--- Getoonde tekst ---

----------------

Uit de overgelegde stukken en het behandelde ter zitting is gebleken dat betrokkene lijdt aan een schizofreniespectrum- of andere psychotische stoornis, te weten schizofrenie van het paranoïde type.
2.6.
Deze stoornis leidt bij betrokkene tot ernstig nadeel, voornamelijk gelegen in het bestaan van of het aanzienlijk risico op ernstige psychische schade.
2.7.
Om de geestelijke gezondheid van betrokkene dusdanig te herstellen dat hij zijn autonomie zoveel mogelijk herwint, de geestelijke gezondheid van betrokkene te stabiliseren en het ernstig nadeel af te wenden, heeft betrokkene zorg nodig.
2.8.
Op basis van de stukken en wat tijdens de mondelinge behandeling is besproken is het reëel om aan te nemen dat betrokkene zich zonder juridisch kader zal onttrekken aan zorg. Om die reden is verplichte zorg nodig.
2.9.
De rechtbank constateert in deze zaak dat het de bedoeling is dat een zorgmachtiging wordt verleend, waarin zoveel mogelijk het ernstig nadeel met ambulant verplichte zorg wordt afgewend. Opname (met de daarbij behorende vormen van verplichte zorg) is pas aan de orde, als het ernstig nadeel niet meer kan worden afgewend met de ambulant verplichte zorg. De rechtbank zal daarom in de zorgmachtiging onderscheid maken tussen enerzijds de vormen van verplichte zorg die ambulant worden toegepast en anderzijds de vormen van verplichte zorg die bestaan uit en horen bij opname. Deze laatste vormen van verplichte zorg dienen pas te worden toegepast op het moment dat het ernstig nadeel niet meer met de ambulant verplichte zorg kan worden afgewend.
2.10.
Gelet op het bovenstaande ziet de rechtbank aanleiding om in de onderhavige zaak de verzochte vormen van verplichte zorg toe te wijzen, waarbij de vormen a en h eerst ambulant moeten worden toegepast. Pas als op die manier het ernstig nadeel niet meer kan worden afgewend, dan kunnen de vormen b, e, g en j worden toegepast. De ambulant verplichte vormen van zorg die de rechtbank zal toewijzen, mogen dan ook in de kliniek worden toegepast.
Deze verplichte zorg kan naar het oordeel van de rechtbank het ernstig nadeel voldoende wegnemen.
2.11.
Deze verplichte zorg is evenredig en naar verwachting effectief. Er zijn in dit geval geen minder bezwarende alternatieven die hetzelfde beoogde effect hebben.
2.12.
Uit de stukken blijkt verder dat bij het bepalen van de juiste zorg rekening is gehouden met de voorwaarden die noodzakelijk zijn om deelname van betrokkene aan het maatschappelijk leven te bevorderen. De rechtbank wijst er op dat artikel 2:2 van het Besluit vggz eisen stelt aan de veiligheid bij de toepassing van een zorgmachtiging met ambulant verplichte zorg.
2.13.

----------------

[Opgeslagen items]

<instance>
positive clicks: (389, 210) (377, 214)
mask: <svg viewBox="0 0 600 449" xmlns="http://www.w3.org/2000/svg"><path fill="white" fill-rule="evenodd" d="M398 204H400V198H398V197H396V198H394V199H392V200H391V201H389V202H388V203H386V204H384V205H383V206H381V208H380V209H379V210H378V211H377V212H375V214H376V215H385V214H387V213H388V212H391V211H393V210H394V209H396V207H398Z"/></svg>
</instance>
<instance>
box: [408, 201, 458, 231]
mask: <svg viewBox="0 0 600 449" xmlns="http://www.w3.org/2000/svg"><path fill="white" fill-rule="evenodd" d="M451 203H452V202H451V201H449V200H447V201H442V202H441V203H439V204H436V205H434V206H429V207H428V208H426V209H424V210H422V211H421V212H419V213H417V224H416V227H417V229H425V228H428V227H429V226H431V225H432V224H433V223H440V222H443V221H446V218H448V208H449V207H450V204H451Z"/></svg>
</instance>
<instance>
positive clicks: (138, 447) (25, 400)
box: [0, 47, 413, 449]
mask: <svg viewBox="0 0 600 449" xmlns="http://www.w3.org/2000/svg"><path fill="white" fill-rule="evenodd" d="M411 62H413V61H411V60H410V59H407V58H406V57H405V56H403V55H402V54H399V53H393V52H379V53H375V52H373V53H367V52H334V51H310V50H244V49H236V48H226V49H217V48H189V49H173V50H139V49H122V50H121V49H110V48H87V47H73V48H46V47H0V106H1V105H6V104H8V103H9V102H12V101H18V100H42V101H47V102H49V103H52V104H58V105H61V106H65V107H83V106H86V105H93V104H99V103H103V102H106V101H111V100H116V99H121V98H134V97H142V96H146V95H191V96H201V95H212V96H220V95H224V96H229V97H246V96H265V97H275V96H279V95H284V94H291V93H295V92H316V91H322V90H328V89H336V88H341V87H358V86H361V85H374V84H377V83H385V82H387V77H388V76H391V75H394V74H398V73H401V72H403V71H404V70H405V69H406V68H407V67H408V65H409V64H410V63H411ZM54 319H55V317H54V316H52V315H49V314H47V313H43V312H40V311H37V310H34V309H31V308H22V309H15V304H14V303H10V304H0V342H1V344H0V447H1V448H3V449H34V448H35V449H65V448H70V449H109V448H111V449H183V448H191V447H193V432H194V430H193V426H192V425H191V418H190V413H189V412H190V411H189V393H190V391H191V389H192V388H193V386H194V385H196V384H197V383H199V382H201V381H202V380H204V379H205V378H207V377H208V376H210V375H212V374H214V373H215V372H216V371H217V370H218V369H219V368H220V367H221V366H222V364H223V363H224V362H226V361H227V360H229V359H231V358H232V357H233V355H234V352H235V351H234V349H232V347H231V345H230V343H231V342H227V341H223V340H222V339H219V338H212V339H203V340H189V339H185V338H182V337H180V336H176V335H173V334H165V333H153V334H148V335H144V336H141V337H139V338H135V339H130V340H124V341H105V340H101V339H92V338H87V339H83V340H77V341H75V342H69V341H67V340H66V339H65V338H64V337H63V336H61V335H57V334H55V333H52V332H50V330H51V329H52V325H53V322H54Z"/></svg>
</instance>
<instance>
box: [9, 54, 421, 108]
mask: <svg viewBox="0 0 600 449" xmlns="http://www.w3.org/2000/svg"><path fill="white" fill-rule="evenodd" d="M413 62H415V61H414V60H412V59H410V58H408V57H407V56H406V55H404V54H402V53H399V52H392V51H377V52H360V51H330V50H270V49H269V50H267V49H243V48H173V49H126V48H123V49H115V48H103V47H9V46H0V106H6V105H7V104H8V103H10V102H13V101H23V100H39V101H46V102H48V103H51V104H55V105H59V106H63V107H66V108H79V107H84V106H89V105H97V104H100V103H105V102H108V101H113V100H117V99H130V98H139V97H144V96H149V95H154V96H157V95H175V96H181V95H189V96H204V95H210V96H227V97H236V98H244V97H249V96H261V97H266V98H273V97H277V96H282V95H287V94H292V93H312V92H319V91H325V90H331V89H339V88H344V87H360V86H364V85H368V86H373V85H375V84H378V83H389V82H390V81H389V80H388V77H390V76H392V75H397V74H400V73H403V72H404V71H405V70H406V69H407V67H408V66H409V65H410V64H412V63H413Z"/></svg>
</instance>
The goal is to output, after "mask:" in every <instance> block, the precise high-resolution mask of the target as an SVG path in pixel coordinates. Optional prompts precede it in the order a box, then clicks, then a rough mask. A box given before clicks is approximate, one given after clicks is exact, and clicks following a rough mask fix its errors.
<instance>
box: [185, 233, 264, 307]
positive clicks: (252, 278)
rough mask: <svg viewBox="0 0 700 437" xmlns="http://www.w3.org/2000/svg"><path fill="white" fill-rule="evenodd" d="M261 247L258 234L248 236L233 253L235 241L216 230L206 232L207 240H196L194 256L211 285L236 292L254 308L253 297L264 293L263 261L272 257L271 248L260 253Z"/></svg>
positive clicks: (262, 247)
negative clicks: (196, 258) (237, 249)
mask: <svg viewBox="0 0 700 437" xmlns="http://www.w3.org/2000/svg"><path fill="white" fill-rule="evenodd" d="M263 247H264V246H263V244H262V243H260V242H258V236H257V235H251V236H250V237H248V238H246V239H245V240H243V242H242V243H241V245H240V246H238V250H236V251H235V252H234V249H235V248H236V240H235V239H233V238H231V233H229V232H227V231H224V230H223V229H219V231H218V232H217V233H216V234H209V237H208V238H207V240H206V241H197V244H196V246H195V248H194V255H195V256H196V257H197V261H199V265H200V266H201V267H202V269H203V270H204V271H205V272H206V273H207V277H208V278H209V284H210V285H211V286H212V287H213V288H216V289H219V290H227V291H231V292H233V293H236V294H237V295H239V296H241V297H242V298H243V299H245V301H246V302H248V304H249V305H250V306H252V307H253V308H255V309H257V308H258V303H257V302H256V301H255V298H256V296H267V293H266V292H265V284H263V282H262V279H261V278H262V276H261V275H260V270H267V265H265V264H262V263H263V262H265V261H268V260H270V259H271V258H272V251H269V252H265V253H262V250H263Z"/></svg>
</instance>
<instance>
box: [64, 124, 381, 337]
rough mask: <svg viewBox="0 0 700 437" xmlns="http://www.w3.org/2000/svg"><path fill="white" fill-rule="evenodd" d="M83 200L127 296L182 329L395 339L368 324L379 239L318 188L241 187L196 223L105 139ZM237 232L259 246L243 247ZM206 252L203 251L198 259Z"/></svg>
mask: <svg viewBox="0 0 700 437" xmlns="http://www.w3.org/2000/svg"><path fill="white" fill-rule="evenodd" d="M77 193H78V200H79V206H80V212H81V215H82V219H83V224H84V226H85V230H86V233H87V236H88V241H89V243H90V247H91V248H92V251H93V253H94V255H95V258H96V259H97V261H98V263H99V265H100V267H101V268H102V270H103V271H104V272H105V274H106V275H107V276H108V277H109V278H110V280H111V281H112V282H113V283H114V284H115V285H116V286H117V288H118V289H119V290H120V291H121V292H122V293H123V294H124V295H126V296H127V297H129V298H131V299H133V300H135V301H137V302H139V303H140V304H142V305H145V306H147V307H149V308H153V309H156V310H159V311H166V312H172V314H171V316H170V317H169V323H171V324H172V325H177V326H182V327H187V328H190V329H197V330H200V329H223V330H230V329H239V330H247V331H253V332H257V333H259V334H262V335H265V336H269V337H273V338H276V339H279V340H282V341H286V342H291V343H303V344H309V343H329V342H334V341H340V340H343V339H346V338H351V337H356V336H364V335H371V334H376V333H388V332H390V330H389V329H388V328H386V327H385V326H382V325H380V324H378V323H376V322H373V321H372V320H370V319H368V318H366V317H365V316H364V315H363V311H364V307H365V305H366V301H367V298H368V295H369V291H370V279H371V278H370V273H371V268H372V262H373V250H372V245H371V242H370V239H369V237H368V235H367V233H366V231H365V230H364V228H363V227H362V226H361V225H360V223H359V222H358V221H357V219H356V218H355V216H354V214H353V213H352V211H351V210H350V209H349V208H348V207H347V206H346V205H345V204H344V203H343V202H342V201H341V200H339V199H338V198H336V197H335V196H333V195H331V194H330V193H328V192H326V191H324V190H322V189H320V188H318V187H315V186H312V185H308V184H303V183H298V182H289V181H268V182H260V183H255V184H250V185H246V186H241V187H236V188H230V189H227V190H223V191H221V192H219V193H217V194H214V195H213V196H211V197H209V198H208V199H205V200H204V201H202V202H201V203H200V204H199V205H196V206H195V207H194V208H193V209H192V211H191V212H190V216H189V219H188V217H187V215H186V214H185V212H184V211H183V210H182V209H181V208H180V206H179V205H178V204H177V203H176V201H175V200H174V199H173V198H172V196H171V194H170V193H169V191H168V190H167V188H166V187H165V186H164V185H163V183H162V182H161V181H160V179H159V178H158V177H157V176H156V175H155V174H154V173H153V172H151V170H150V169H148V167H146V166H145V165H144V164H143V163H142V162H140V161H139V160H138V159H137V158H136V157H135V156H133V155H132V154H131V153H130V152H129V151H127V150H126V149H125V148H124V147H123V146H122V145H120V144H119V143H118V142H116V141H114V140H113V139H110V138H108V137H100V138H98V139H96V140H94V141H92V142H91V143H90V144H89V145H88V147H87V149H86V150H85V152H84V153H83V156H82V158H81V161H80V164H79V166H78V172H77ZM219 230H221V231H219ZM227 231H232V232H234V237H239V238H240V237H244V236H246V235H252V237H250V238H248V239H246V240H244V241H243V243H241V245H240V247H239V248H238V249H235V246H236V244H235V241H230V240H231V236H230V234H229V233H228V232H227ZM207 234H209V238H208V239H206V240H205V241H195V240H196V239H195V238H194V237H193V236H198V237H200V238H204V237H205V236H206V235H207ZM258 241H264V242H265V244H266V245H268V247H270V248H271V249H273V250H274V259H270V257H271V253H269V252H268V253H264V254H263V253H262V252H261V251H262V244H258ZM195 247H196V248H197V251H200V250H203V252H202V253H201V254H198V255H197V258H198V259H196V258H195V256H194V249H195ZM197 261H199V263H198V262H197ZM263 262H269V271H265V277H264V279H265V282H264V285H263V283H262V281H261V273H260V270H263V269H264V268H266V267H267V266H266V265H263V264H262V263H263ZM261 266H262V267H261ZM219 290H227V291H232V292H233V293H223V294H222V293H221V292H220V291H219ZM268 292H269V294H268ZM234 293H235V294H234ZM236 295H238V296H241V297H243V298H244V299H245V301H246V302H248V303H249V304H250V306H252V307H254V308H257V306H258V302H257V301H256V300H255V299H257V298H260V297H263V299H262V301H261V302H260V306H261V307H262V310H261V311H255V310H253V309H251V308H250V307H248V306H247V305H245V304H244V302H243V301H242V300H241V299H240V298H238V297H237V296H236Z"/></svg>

----------------

--- Opdrachten ---
**a.** Aan welke stoornis lijdt betrokkene volgens de uitspraak over verplichte zorg?
**b.** Zet de uitspraak over verplichte zorg voort na de laatste zin die getoond wordt.
De items staan los van de uitspraak over verplichte zorg.

--- Uitwerkingen ---
**a.** Schizofrenie van het paranoïde type.

**b.**
Gelet op het voorgaande is naar het oordeel van de rechtbank voldaan aan de criteria voor en de doelen van verplichte zorg als bedoeld in de Wvggz. De zorgmachtiging zal worden verleend voor het resterende deel van de verzochte termijn, te weten elf maanden.

3.Beslissing

De rechtbank:
verleent een zorgmachtiging ten aanzien van
[betrokkene] ,geboren op [1997] te [geboorteplaats] ;
bepaalt dat gestart zal worden met de volgende vormen van ambulante verplichte zorg:
a. toedienen van medicatie, alsmede het verrichten van medische controles of andere medische handelingen en therapeutische maatregelen, ter behandeling van een psychische stoornis, dan wel vanwege die stoornis, ter behandeling van een somatische aandoening;
h. aanbrengen van beperkingen in de vrijheid het eigen leven in te richten, die tot gevolg hebben dat betrokkene iets moet doen of nalaten, waaronder het gebruik van communicatiemiddelen;
- medewerking verlenen aan afspraken met zorgverleners;
- op afspraken verschijnen;
- de deur openen wanneer zorgverleners (op afspraak) langskomen;
en bepaalt dat op het moment dat de ambulant verplichte zorg niet meer voldoende is om het ernstig nadeel af te wenden, ook de volgende vormen van verplichte zorg kunnen worden toegepast:
b. beperken van de bewegingsvrijheid;
e. onderzoek aan kleding of lichaam;
g. controleren op de aanwezigheid van gedrag-beïnvloedende middelen;
j. opnemen in een accommodatie;
bepaalt dat deze machtiging geldt
tot en met 23 september 2025.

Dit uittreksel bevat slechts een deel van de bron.